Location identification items

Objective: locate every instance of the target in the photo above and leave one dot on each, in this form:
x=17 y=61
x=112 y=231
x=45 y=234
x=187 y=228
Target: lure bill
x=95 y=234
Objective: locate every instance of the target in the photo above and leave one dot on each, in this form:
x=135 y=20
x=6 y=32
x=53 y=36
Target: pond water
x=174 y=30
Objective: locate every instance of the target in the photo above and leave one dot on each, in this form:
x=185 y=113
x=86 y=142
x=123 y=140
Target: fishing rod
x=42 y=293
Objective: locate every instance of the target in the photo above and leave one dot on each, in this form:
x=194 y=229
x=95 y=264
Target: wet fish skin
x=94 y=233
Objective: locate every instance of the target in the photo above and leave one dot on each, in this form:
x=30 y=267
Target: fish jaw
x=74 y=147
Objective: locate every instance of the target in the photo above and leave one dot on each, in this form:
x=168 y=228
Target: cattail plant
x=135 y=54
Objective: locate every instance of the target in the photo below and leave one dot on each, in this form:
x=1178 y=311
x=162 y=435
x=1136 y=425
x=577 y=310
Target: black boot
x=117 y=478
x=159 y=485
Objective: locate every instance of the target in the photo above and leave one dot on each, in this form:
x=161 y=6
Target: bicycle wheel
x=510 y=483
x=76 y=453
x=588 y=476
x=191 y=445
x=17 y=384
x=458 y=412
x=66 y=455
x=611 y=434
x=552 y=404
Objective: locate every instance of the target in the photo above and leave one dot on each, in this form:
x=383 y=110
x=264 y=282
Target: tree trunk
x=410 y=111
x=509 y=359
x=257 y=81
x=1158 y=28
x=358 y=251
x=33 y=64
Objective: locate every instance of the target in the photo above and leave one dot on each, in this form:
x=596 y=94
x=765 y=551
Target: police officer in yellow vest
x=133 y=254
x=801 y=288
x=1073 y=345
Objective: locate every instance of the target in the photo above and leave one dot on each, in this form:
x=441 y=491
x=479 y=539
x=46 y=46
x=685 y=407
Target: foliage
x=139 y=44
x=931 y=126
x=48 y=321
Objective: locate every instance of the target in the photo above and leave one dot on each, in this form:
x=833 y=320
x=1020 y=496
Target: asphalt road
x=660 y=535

#### Task description:
Copy every one of the records above word for word, leaving each line unchanged.

#### The output:
Objective: locate every instance of the target in the photo above and leave one dot on each, in this form:
x=17 y=61
x=112 y=231
x=45 y=234
x=187 y=228
Target: lure bill
x=95 y=234
Objective: locate every instance of the target in the photo above and leave one dot on each, in this form:
x=135 y=20
x=6 y=32
x=53 y=36
Target: pond water
x=174 y=30
Objective: locate every instance of the target in the photo above and leave one dot on each, in this form:
x=185 y=113
x=86 y=142
x=123 y=140
Target: fishing rod
x=42 y=293
Objective: locate every instance of the target in the photo above and leave one dot on each, in this form:
x=194 y=229
x=95 y=264
Target: wet fish skin
x=94 y=233
Objective: locate every instance of the target in the photo above and leave one dot on each, in this form:
x=30 y=267
Target: fish jaw
x=74 y=147
Objective: locate every instance of the target in the photo above and leave one dot on each, in this form:
x=168 y=228
Target: cattail plant
x=135 y=54
Objective: locate every instance of the target in the photo below and leave one dot on each, in this form:
x=1178 y=311
x=162 y=435
x=1136 y=425
x=577 y=310
Target: black boot
x=117 y=478
x=159 y=485
Objective: locate every instance of the target in the photo above and leave one dot on each, in this form:
x=161 y=6
Target: bicycle wheel
x=510 y=483
x=76 y=453
x=588 y=476
x=191 y=445
x=17 y=384
x=458 y=412
x=66 y=455
x=611 y=434
x=552 y=404
Objective: locate every instance of the target in the photo above and leave one dot on each, in this form:
x=383 y=110
x=264 y=282
Target: tree trunk
x=410 y=111
x=509 y=359
x=257 y=81
x=1158 y=28
x=358 y=251
x=33 y=64
Objective: locate every instance of the target in the photo above and leave one dot on each, in this form:
x=596 y=94
x=765 y=551
Target: police officer in yellow vest
x=133 y=254
x=801 y=288
x=1073 y=345
Objective: locate every instance of the target in the photo above and leave one dot on each, in this form:
x=441 y=491
x=479 y=539
x=46 y=46
x=685 y=407
Target: foliage
x=139 y=44
x=931 y=126
x=48 y=321
Objective: locate every instance of the target in the photo above and leave one dot on each, in this form:
x=833 y=320
x=1020 y=496
Target: asphalt road
x=660 y=535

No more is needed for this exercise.